**Required work**:
Please return, word for word, the rows below from the line containing "Each instance of the thorny" through the last row, inclusive, and nothing else.

**Raw data**:
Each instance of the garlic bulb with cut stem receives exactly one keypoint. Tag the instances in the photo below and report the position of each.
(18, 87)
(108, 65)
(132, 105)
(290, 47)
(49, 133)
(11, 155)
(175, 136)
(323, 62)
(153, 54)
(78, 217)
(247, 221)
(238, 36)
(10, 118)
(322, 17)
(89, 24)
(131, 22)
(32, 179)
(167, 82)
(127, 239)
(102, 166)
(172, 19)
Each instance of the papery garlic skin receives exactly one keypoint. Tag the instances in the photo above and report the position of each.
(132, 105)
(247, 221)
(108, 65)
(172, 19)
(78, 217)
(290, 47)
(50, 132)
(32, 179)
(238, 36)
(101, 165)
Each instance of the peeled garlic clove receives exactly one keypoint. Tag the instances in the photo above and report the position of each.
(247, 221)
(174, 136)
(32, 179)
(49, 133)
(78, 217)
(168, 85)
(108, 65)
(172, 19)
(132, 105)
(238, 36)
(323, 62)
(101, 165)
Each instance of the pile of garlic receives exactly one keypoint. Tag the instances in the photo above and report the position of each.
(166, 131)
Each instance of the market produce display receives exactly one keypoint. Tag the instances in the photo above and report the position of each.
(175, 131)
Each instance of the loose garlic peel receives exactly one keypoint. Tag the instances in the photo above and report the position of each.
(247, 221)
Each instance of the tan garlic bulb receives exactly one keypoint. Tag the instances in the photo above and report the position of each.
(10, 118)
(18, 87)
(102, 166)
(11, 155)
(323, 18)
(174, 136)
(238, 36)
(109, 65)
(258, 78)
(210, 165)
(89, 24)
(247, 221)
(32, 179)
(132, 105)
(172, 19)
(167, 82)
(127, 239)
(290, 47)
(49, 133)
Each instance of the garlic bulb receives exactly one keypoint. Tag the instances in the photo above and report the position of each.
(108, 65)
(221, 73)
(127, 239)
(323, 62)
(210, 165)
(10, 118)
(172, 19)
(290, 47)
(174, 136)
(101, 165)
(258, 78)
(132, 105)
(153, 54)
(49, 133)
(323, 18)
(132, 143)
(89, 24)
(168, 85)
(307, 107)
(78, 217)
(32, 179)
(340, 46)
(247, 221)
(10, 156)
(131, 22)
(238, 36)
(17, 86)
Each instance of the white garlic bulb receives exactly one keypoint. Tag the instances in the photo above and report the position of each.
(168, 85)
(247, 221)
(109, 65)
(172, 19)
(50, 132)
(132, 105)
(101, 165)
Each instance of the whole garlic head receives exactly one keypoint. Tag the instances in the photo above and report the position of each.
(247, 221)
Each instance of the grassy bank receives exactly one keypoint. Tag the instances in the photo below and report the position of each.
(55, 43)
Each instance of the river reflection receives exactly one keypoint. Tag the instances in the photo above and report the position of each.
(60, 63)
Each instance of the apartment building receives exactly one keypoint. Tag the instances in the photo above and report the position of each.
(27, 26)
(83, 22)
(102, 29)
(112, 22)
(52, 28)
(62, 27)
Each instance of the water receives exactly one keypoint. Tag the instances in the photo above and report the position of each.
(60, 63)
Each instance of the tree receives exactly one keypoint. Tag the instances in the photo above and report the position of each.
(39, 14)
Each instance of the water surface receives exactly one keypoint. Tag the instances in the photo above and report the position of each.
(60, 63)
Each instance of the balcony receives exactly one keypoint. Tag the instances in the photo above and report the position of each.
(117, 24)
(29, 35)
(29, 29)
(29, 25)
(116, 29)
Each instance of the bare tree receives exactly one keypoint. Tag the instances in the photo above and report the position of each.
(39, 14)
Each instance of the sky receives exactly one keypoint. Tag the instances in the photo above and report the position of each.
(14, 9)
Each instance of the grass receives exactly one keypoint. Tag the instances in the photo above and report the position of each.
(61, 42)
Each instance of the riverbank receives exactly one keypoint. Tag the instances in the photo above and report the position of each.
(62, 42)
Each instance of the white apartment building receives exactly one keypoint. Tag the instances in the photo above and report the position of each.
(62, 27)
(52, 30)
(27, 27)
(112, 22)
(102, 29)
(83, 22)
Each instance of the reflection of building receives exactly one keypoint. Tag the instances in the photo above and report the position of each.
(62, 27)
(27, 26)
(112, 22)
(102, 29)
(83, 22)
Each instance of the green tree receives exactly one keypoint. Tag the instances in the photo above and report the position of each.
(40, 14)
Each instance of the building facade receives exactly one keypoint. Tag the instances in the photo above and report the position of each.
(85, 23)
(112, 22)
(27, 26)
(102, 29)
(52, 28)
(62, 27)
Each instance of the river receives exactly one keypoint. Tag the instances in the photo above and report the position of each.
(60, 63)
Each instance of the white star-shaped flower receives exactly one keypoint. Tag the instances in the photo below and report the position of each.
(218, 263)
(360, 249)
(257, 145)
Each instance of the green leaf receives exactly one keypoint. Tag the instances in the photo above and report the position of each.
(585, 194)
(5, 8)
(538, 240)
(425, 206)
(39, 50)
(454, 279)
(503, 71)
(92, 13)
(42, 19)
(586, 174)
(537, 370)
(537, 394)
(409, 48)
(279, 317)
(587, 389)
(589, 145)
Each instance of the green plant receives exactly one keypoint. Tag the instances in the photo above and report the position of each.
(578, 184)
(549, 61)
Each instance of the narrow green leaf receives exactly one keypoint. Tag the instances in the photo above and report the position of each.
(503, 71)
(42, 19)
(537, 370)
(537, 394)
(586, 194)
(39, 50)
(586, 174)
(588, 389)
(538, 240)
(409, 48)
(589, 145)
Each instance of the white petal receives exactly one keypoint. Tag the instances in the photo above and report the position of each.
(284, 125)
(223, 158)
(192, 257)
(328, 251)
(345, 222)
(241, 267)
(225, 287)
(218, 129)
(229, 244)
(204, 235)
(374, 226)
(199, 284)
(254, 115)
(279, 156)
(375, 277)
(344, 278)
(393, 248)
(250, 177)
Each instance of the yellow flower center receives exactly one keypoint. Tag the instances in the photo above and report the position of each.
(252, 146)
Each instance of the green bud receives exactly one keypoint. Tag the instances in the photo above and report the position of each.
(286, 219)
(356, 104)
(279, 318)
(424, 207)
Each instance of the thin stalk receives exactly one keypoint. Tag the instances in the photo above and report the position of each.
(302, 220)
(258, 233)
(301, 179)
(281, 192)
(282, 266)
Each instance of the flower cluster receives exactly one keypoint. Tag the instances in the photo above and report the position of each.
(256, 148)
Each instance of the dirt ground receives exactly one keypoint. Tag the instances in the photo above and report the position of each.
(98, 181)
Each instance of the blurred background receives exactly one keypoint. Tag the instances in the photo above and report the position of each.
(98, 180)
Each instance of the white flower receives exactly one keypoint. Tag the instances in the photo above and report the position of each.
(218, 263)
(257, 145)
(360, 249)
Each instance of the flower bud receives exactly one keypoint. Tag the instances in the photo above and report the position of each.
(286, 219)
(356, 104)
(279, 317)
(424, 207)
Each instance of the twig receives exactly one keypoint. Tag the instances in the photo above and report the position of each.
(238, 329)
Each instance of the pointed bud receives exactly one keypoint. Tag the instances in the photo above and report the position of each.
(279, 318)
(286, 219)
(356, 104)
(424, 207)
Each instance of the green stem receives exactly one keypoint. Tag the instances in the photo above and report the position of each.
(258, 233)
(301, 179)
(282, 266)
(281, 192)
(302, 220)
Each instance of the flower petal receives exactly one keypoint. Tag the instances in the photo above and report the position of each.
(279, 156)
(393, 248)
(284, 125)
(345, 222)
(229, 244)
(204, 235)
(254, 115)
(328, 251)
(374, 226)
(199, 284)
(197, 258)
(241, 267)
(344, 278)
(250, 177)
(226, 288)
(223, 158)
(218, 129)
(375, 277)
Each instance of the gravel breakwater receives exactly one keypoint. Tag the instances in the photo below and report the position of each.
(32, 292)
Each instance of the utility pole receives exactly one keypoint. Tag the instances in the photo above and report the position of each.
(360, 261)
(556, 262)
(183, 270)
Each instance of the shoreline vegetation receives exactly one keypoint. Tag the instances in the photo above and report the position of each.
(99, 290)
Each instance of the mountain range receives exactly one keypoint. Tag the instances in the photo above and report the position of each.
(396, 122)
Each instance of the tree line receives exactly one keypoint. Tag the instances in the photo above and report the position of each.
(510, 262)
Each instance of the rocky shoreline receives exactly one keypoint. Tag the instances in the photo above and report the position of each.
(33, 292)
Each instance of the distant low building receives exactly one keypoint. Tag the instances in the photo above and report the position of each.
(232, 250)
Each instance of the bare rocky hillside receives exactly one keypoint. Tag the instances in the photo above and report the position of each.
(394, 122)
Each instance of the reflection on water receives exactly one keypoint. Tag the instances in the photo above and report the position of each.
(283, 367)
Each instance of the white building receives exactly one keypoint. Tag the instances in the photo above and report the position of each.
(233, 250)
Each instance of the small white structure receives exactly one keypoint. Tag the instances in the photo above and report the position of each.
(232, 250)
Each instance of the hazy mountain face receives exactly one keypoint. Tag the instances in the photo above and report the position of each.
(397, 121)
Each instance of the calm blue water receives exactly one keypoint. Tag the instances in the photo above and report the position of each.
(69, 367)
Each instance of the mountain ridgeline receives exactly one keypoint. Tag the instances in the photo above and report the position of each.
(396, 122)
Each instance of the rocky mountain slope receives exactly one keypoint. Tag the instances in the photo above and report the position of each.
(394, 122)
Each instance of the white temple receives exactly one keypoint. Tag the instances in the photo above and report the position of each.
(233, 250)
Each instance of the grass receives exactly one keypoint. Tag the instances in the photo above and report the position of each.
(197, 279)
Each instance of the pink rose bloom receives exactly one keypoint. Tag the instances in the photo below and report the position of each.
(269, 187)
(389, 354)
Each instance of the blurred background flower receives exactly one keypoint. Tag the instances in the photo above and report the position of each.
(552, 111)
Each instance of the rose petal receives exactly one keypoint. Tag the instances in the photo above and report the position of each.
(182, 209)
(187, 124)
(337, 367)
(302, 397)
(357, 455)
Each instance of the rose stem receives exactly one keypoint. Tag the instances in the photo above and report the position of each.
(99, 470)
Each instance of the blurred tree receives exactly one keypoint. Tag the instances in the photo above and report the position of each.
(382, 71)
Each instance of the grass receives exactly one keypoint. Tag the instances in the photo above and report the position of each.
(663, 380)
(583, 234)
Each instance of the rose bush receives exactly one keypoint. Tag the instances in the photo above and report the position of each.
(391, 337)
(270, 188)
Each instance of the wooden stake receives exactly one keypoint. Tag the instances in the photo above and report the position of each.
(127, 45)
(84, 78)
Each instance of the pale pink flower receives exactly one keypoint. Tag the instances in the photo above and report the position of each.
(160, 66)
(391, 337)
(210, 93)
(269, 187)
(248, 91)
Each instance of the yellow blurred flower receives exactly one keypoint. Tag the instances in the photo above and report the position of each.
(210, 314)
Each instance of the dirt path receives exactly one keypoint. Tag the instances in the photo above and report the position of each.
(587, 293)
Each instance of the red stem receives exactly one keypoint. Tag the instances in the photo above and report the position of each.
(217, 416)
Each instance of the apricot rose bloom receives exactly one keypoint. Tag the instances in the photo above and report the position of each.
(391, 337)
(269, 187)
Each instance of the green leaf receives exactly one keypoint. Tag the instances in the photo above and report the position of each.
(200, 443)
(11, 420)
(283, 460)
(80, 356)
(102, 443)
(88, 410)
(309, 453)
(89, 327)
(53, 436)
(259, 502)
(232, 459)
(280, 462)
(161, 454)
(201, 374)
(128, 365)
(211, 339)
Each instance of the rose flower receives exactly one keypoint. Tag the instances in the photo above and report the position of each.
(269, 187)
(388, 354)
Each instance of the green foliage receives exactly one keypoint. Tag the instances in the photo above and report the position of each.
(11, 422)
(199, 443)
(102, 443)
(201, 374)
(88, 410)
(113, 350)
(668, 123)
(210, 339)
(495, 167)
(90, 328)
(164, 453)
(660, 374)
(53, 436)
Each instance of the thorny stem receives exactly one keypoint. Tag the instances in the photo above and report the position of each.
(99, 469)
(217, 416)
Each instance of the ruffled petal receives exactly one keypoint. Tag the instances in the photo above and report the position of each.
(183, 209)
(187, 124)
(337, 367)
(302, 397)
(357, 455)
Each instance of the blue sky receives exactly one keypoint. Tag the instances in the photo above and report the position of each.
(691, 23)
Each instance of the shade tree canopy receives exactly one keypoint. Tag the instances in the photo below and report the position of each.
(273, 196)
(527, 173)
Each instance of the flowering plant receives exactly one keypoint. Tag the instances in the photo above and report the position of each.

**Response to this task**:
Each instance of the thorny stem receives exactly one keypoint. Tag the instances in the photo above and report the position of each.
(99, 469)
(217, 416)
Each instance of the ruffled petal receives exactly one keypoint. Tag the instances in the photo above and report the position of each.
(183, 209)
(187, 124)
(337, 367)
(302, 397)
(357, 455)
Each instance of the blue sky receives exactly one keypoint. Tag the instances in the photo above and report the position of each.
(691, 23)
Each instance of the shade tree canopy receives exactly one keypoint. Tag the instances in the photo below and report the position of each.
(273, 196)
(527, 173)
Each instance of the flowering plant receives exactly one keypoint. Tag the instances in the photo above and report the position of each.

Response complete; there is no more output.